» **RAW DATA**:
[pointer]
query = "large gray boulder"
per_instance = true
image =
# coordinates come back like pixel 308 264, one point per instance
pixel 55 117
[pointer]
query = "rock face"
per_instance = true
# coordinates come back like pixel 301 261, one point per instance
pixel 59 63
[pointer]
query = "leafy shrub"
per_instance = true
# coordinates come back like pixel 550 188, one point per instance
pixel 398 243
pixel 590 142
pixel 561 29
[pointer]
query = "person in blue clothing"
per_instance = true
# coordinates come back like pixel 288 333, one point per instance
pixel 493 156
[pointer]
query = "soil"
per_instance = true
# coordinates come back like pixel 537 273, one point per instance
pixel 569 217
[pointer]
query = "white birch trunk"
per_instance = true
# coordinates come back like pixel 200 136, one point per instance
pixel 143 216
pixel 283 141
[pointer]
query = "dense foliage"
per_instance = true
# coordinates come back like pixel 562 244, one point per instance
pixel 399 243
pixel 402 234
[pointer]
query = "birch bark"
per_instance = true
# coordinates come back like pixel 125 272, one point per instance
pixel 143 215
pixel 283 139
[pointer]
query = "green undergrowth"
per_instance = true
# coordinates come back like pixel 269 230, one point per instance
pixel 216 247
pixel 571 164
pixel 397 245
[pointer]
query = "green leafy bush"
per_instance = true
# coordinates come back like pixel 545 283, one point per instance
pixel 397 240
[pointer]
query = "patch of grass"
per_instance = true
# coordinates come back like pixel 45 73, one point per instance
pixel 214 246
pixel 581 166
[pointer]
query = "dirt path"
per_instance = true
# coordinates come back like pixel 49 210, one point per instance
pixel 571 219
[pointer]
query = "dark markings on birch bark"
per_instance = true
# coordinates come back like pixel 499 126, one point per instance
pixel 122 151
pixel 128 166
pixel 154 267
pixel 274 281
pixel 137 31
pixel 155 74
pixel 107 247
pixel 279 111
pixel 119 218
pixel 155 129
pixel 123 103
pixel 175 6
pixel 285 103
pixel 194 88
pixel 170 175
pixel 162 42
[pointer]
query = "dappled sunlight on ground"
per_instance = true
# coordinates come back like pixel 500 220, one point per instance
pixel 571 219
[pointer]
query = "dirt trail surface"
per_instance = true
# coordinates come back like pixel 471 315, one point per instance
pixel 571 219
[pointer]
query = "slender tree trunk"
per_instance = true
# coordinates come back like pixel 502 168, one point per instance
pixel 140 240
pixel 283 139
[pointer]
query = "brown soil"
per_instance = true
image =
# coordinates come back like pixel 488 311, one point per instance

» **WHAT IS ASKED**: Swap "birch bark" for "tree bark" everywhere it occurs in the lines above, and leave everything else as it is.

» **SOLUTION TO THE EXERCISE**:
[pointer]
query = "large gray boulder"
per_instance = true
image =
# coordinates come back like pixel 308 264, one point per instance
pixel 55 117
[pointer]
query = "rock face"
per_instance = true
# coordinates come back like pixel 301 261, one point per instance
pixel 59 63
[pointer]
query = "leafy shrub"
per_instance = true
# coordinates come back like pixel 550 188, one point per instance
pixel 398 243
pixel 590 142
pixel 561 29
[pointer]
query = "person in blue clothing"
per_instance = true
# coordinates come back like pixel 288 333, one point per instance
pixel 493 156
[pointer]
query = "soil"
per_instance = true
# coordinates come back like pixel 537 273, one point per instance
pixel 569 217
[pointer]
query = "white birch trunk"
per_instance = true
# coordinates come back like pixel 200 136, one point per instance
pixel 143 216
pixel 283 141
[pointer]
query = "dense foliage"
per_instance = true
# coordinates come back like pixel 562 244, one point per instance
pixel 399 243
pixel 402 234
[pointer]
query = "tree bark"
per_instance = true
# coordinates come back like pixel 125 272, one point per instance
pixel 143 215
pixel 283 139
[pointer]
query = "green undergrowth"
per_instance = true
# coordinates come back like pixel 269 230, one point per instance
pixel 216 247
pixel 571 164
pixel 397 245
[pointer]
query = "green leafy bush"
per_instance = true
# coordinates come back like pixel 545 283, one point per instance
pixel 397 240
[pointer]
query = "patch of grass"
per_instance = true
# coordinates come back like pixel 45 73, one point per instance
pixel 214 246
pixel 581 166
[pointer]
query = "dirt path"
per_instance = true
# coordinates come back like pixel 49 210, one point per instance
pixel 571 219
[pointer]
query = "dark markings on tree bark"
per_instance = true
# coordinates come back like pixel 499 126, one point per instance
pixel 122 151
pixel 128 166
pixel 154 267
pixel 274 281
pixel 137 31
pixel 155 74
pixel 107 247
pixel 279 111
pixel 119 218
pixel 155 129
pixel 123 103
pixel 175 6
pixel 285 103
pixel 194 88
pixel 170 175
pixel 162 42
[pointer]
query = "dappled sunlight on ground"
per_instance = true
# coordinates come back like pixel 500 220, one point per instance
pixel 571 219
[pointer]
query = "dirt trail surface"
per_instance = true
# coordinates come back like pixel 471 315, one point per instance
pixel 571 219
[pointer]
query = "slender tree trunk"
per_instance = true
# coordinates come back like pixel 502 168, one point per instance
pixel 140 240
pixel 283 139
[pointer]
query = "brown soil"
per_instance = true
image =
# coordinates come back like pixel 488 311, one point per instance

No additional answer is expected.